━━━ Given passage ━━━

MS&E 317: Algorithms for Modern Data ModelsSpring 2015, Stanford University
Mon, Wed 2:15 PM - 3:30 PM at Sequoia Hall 200. The first class will be on Wed Apr 1.
Instructor: Ashish Goel. Office hours: Wed 4-5pm, HEC 359. Cell: 650 eight one four 1478.
We traditionally think of algorithms as running on data available in a single location, typically main memory. In many modern applications including web analytics, search and data mining, computational biology, finance, and scientific computing, the data is often too large to reside in a single location, is arriving incrementally over time, is noisy/uncertain, or all of the above.
Paradigms such as map-reduce, streaming, sketching, Distributed Hash Tables, Resilient Distributed Datasets, metric embeddings, and random walks have proved useful for these applications. This course will provide an introduction to the design and analysis of algorithms for these modern data models. The class will be largely theoretical, but also involve at least two hands-on programming exercises.
Pre-requisites: Targeting Doctorate students having taken Algorithms at the level of CS 161. Being able to competently program in any main-stream high level language (eg. C, C++, Ruby, Java, Scala, Python, Perl).
There will be 3 homeworks, one scribed lecture, and a take-home final exam. Students can substitute the take-home final with a project on distributed computation based on sketches. If you would like to do a project, please let the class staff know before the end of the second week. Students taking the class for credit/no credit instead of letter grade can skip the final.

━━━

--- What you need to do ---
1 – Summarize the course page in two sentences.
2 – According to the course page, where do the class sessions meet?
3 – Please transcribe the course page from "We traditionally think" up to and including "hands-on programming exercises.".

━━━ Data excerpts ━━━

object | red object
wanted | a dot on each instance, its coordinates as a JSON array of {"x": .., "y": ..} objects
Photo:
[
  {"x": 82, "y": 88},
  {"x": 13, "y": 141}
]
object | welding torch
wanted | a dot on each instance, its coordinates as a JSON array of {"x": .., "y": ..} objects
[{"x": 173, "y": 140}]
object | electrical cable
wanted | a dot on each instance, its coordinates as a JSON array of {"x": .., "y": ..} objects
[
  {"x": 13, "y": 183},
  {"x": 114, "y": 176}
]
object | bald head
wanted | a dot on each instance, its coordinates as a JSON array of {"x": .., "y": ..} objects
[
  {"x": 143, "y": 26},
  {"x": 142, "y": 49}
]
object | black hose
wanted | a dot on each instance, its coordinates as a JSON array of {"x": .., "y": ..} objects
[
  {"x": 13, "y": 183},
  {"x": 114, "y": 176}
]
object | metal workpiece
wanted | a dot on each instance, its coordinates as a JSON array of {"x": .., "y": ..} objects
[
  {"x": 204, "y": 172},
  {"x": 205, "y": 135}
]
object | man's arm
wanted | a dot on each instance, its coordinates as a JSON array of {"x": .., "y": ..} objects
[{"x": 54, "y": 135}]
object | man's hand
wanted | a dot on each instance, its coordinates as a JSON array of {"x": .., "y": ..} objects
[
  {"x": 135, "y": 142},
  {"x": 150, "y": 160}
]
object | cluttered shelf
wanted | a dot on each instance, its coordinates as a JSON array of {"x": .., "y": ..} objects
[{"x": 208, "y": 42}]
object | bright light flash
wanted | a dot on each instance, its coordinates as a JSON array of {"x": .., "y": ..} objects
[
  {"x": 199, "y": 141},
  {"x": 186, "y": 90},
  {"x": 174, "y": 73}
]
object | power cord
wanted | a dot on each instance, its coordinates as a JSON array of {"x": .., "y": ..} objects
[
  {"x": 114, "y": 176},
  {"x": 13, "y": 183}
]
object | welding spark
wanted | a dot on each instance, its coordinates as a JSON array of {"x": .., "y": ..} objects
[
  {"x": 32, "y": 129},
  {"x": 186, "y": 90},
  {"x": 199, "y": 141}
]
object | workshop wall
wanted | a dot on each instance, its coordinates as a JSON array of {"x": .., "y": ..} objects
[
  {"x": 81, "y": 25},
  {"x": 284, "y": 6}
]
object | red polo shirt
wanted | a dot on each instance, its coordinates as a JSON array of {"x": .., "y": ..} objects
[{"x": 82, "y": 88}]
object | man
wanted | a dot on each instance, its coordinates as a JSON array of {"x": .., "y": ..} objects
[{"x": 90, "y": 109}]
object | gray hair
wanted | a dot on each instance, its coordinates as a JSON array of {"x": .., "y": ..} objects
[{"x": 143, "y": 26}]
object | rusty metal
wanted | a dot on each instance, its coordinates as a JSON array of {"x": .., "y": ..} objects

━━━

--- Task solutions ---
1 – MS&E 317 at Stanford in Spring 2015, taught by Ashish Goel, introduces the design and analysis of algorithms for data that is too large for one location, arrives incrementally, or is noisy, using paradigms such as map-reduce, streaming, and sketching. The course targets doctoral students who have taken algorithms at the CS 161 level and can program competently, and its work consists of three homeworks, one scribed lecture, and a take-home final, which can be replaced with a project on distributed computation based on sketches.

2 – Sequoia Hall 200.

3 –
We traditionally think of algorithms as running on data available in a single location, typically main memory. In many modern applications including web analytics, search and data mining, computational biology, finance, and scientific computing, the data is often too large to reside in a single location, is arriving incrementally over time, is noisy/uncertain, or all of the above.
Paradigms such as map-reduce, streaming, sketching, Distributed Hash Tables, Resilient Distributed Datasets, metric embeddings, and random walks have proved useful for these applications. This course will provide an introduction to the design and analysis of algorithms for these modern data models. The class will be largely theoretical, but also involve at least two hands-on programming exercises.